[Supplied material]
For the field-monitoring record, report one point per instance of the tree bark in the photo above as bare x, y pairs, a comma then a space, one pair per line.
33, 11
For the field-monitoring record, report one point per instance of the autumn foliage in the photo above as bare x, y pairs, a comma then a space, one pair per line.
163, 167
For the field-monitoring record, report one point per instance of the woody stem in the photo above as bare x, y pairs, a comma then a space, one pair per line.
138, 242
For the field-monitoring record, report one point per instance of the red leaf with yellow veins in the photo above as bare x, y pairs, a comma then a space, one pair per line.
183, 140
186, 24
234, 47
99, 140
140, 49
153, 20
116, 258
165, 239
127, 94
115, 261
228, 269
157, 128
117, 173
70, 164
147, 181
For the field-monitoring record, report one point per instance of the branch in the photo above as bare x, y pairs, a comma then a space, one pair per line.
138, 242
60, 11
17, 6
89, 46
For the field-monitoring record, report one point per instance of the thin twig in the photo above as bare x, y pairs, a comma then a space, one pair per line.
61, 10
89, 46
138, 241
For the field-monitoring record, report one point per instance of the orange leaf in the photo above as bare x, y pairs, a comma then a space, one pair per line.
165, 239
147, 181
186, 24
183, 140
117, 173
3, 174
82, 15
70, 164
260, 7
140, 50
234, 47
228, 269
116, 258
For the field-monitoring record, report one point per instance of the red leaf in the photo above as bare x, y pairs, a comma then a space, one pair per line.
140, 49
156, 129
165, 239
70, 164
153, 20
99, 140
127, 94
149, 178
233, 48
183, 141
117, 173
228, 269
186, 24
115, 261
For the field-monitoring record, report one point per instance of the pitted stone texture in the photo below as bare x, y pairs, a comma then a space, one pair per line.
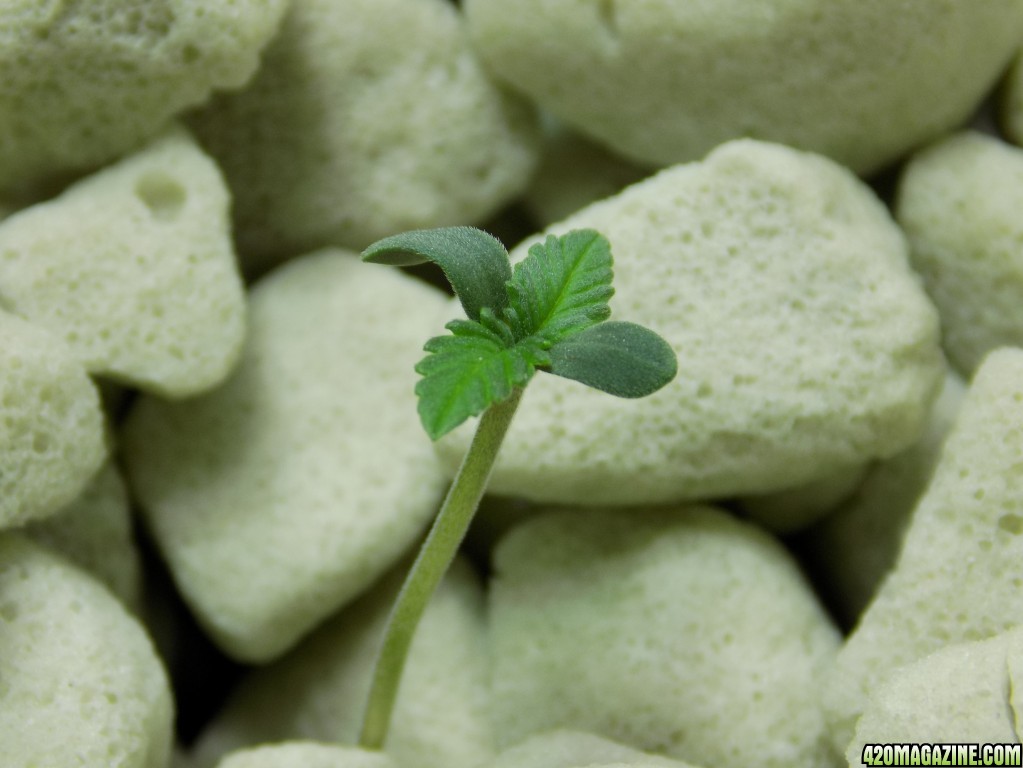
306, 755
664, 82
86, 81
51, 423
959, 694
367, 118
959, 204
80, 683
958, 576
95, 533
287, 491
134, 268
678, 631
852, 550
318, 691
568, 749
805, 344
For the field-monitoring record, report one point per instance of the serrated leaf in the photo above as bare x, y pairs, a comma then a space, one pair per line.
468, 371
563, 286
475, 263
620, 358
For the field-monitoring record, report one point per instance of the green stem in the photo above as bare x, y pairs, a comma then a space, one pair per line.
433, 561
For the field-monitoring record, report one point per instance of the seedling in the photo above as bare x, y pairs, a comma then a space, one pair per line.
549, 314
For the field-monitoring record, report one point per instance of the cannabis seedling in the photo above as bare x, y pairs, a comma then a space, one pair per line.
550, 314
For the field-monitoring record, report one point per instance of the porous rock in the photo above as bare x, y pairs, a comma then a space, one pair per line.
51, 424
367, 118
88, 81
959, 204
287, 491
958, 694
134, 268
318, 691
678, 631
852, 549
664, 82
958, 575
81, 684
306, 755
570, 749
805, 344
94, 532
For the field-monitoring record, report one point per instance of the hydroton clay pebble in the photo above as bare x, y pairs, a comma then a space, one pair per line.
805, 345
284, 493
85, 82
367, 118
134, 268
663, 82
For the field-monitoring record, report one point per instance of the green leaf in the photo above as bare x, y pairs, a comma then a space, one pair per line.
563, 286
475, 263
470, 370
620, 358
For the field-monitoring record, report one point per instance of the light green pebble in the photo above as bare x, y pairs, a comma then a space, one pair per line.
574, 172
319, 689
663, 82
678, 631
795, 509
134, 268
959, 204
95, 533
80, 683
805, 344
851, 550
284, 493
569, 749
51, 424
306, 755
367, 118
87, 82
958, 576
959, 694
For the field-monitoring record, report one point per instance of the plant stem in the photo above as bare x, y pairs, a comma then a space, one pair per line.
432, 562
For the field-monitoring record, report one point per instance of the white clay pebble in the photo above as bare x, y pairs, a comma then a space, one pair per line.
805, 345
367, 118
853, 548
796, 508
959, 204
665, 82
574, 172
85, 83
959, 694
958, 575
80, 683
306, 755
319, 689
283, 494
134, 268
51, 424
569, 749
679, 631
94, 532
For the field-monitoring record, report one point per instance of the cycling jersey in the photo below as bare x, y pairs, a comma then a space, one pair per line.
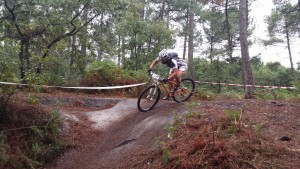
173, 61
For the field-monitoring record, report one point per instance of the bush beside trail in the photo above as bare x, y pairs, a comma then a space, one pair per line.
30, 134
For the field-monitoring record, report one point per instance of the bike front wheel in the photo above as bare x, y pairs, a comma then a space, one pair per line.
185, 90
148, 98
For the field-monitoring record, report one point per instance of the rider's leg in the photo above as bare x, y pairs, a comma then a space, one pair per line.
178, 76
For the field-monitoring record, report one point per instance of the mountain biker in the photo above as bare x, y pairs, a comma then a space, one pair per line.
177, 65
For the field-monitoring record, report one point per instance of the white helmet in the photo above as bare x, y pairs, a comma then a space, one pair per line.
162, 54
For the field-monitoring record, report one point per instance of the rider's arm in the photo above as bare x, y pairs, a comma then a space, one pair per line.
154, 62
174, 68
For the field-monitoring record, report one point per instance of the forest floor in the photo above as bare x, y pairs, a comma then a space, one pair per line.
110, 132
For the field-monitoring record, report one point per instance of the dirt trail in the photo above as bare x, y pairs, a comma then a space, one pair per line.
106, 138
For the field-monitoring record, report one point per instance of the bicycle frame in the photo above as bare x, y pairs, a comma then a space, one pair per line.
157, 81
151, 94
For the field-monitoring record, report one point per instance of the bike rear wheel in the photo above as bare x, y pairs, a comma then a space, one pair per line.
185, 90
148, 98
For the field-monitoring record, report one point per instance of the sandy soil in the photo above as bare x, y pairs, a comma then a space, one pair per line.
104, 133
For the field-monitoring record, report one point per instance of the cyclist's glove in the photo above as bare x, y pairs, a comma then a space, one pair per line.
165, 80
149, 71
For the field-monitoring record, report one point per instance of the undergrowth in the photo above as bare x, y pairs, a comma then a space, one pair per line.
200, 141
30, 134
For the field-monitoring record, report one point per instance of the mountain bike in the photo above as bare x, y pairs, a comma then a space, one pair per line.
150, 96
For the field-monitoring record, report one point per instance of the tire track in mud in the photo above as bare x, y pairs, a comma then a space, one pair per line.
124, 131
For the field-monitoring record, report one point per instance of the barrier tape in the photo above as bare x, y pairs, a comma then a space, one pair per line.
93, 88
244, 85
140, 84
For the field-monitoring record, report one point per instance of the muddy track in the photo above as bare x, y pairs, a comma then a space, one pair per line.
106, 138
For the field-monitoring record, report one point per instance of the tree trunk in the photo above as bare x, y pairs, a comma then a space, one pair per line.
191, 41
71, 62
24, 58
162, 10
244, 48
290, 54
229, 39
185, 34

[Exercise prompt] Write out every line above as a JSON list of strings, one string per line, omitting blank lines and leaving out the pictures.

[Task response]
[
  "For the field-monitoring record, report one point per instance of the tree bark in the photo above as bare x, y pairs, a comma then a space, one pair per line.",
  "33, 11",
  "For the field-monitoring record, report one point per instance of the autumn foliage in the photo above as bare x, y pairs, a comma then a space, one pair per line.",
  "163, 167",
  "For the field-monitoring record, report one point per instance of the woody stem in the photo above as bare x, y pairs, a comma then a space, one pair per line.",
  "138, 242",
  "For the field-monitoring record, report one point per instance of the red leaf with yellow veins in the photo above as bare x, y pairs, a comma then a space, one pair per line.",
  "183, 140",
  "186, 24",
  "234, 47",
  "99, 140",
  "140, 49",
  "153, 20",
  "116, 258",
  "165, 239",
  "127, 94",
  "115, 261",
  "228, 269",
  "157, 128",
  "117, 173",
  "70, 164",
  "147, 181",
  "For the field-monitoring record, report one point per instance of the branch in the photo above as bare x, y pairs, a comma then a space, one pair per line.",
  "138, 242",
  "60, 11",
  "17, 6",
  "89, 46",
  "For the field-monitoring record, report one point per instance of the thin twig in the photo above as bare x, y pairs, a comma then a space, one pair per line.",
  "61, 10",
  "89, 46",
  "138, 241",
  "For the field-monitoring record, report one point per instance of the orange leaf in the photo above as bare x, y pairs, a comma then a space, one pair per line.",
  "165, 239",
  "147, 181",
  "186, 24",
  "183, 140",
  "117, 173",
  "3, 174",
  "82, 15",
  "70, 164",
  "260, 7",
  "140, 50",
  "234, 47",
  "228, 269",
  "116, 258",
  "For the field-monitoring record, report one point per instance of the red leaf in the photo above as bare x, y pairs, a comma then a space, one pair per line.",
  "140, 49",
  "156, 129",
  "165, 239",
  "70, 164",
  "153, 20",
  "99, 140",
  "127, 94",
  "149, 178",
  "233, 48",
  "183, 141",
  "117, 173",
  "228, 269",
  "186, 24",
  "115, 261",
  "For the field-monitoring record, report one point per instance of the pitted stone texture in the photo below as bare x, y pairs, a comma then a space, one pair per line.",
  "306, 755",
  "664, 82",
  "86, 81",
  "51, 423",
  "959, 694",
  "367, 118",
  "959, 204",
  "80, 683",
  "958, 576",
  "95, 533",
  "287, 491",
  "134, 268",
  "678, 631",
  "852, 550",
  "318, 691",
  "568, 749",
  "805, 344",
  "For the field-monitoring record, report one point per instance of the serrated leaf in the photo above as bare x, y pairs, a comma then a space, one pair per line.",
  "468, 371",
  "563, 286",
  "475, 263",
  "620, 358",
  "For the field-monitoring record, report one point per instance of the green stem in the photo above as bare x, y pairs, a comma then a space, one pair per line.",
  "433, 561",
  "For the field-monitoring record, report one point per instance of the seedling in the photo above as bare x, y pairs, a comma then a space, one pair per line.",
  "549, 314",
  "For the field-monitoring record, report one point per instance of the cannabis seedling in the photo above as bare x, y pairs, a comma then a space, one pair per line.",
  "550, 314",
  "For the field-monitoring record, report one point per instance of the porous rock in the photo above as bare x, y pairs, a comma then a space, one pair per line.",
  "51, 424",
  "367, 118",
  "88, 81",
  "959, 204",
  "287, 491",
  "958, 694",
  "134, 268",
  "318, 691",
  "678, 631",
  "852, 549",
  "664, 82",
  "958, 575",
  "81, 684",
  "306, 755",
  "570, 749",
  "805, 344",
  "94, 532",
  "For the field-monitoring record, report one point per instance of the hydroton clay pebble in the photo above as bare x, y pairs, a comma then a space, one pair per line.",
  "805, 345",
  "284, 493",
  "85, 82",
  "367, 118",
  "134, 268",
  "663, 82",
  "For the field-monitoring record, report one point per instance of the green leaf in the photo above as bare x, y pairs, a comma then a space, one pair per line.",
  "563, 286",
  "475, 263",
  "470, 370",
  "620, 358",
  "For the field-monitoring record, report one point per instance of the light green pebble in the photo above as bare x, y pairs, a comma then a space, one pair per line.",
  "574, 172",
  "319, 689",
  "663, 82",
  "678, 631",
  "795, 509",
  "134, 268",
  "959, 204",
  "95, 533",
  "80, 683",
  "805, 344",
  "851, 550",
  "284, 493",
  "569, 749",
  "51, 424",
  "306, 755",
  "367, 118",
  "87, 82",
  "958, 576",
  "959, 694",
  "For the field-monitoring record, report one point per instance of the plant stem in the photo above as bare x, y pairs, a comma then a space, one pair per line.",
  "432, 562",
  "For the field-monitoring record, report one point per instance of the white clay pebble in the photo above as bare x, y pairs, a comma then a space, one pair per line.",
  "805, 345",
  "367, 118",
  "853, 548",
  "796, 508",
  "959, 204",
  "665, 82",
  "574, 172",
  "85, 83",
  "959, 694",
  "958, 575",
  "80, 683",
  "306, 755",
  "319, 689",
  "283, 494",
  "134, 268",
  "51, 424",
  "569, 749",
  "679, 631",
  "94, 532",
  "For the field-monitoring record, report one point per instance of the cycling jersey in the photo below as bare x, y pairs, a comma then a space, one pair per line.",
  "173, 61",
  "For the field-monitoring record, report one point per instance of the bush beside trail in the photo above as bare x, y pairs, a comma then a space, one pair per line.",
  "30, 134",
  "For the field-monitoring record, report one point per instance of the bike front wheel in the photo above as bare x, y pairs, a comma then a space, one pair per line.",
  "185, 90",
  "148, 98",
  "For the field-monitoring record, report one point per instance of the rider's leg in the photo above as bare x, y pairs, a comma then a space, one pair per line.",
  "178, 76",
  "For the field-monitoring record, report one point per instance of the mountain biker in the photo above as bare x, y pairs, a comma then a space, one pair per line.",
  "177, 65",
  "For the field-monitoring record, report one point per instance of the white helmet in the photo above as bare x, y pairs, a comma then a space, one pair per line.",
  "162, 54",
  "For the field-monitoring record, report one point per instance of the rider's arm in the photo above as bare x, y pairs, a comma then a space, one pair per line.",
  "154, 62",
  "174, 68",
  "For the field-monitoring record, report one point per instance of the forest floor in the photo above as bare x, y pairs, a comma then a space, one pair per line.",
  "110, 132",
  "For the field-monitoring record, report one point per instance of the dirt trail in the photo above as bare x, y pairs, a comma then a space, one pair per line.",
  "106, 138",
  "For the field-monitoring record, report one point per instance of the bicycle frame in the photo above as bare x, y pairs, a comma then a space, one pair per line.",
  "157, 81",
  "151, 94",
  "For the field-monitoring record, report one point per instance of the bike rear wheel in the photo above as bare x, y pairs, a comma then a space, one pair per line.",
  "185, 90",
  "148, 98",
  "For the field-monitoring record, report one point per instance of the sandy soil in the photo above as bare x, y pairs, a comma then a space, one pair per line.",
  "104, 133",
  "For the field-monitoring record, report one point per instance of the cyclist's glove in the photo above as bare x, y pairs, a comma then a space, one pair per line.",
  "165, 80",
  "149, 71",
  "For the field-monitoring record, report one point per instance of the undergrowth in the photo above as bare x, y pairs, a comma then a space, one pair per line.",
  "200, 141",
  "30, 134",
  "For the field-monitoring record, report one point per instance of the mountain bike in the photo above as bare x, y pairs, a comma then a space, one pair per line.",
  "150, 96",
  "For the field-monitoring record, report one point per instance of the tire track in mud in the photo above as bare x, y pairs, a comma then a space, one pair per line.",
  "124, 131",
  "For the field-monitoring record, report one point per instance of the barrier tape in the photo above as bare x, y pairs, a comma then a space, one pair per line.",
  "93, 88",
  "244, 85",
  "140, 84",
  "For the field-monitoring record, report one point per instance of the muddy track in the photo above as bare x, y pairs, a comma then a space, one pair per line.",
  "106, 138",
  "For the field-monitoring record, report one point per instance of the tree trunk in the photo above as bare x, y pairs, a comma then a space, one pair per line.",
  "191, 41",
  "71, 62",
  "24, 58",
  "162, 10",
  "244, 48",
  "290, 54",
  "229, 39",
  "185, 34"
]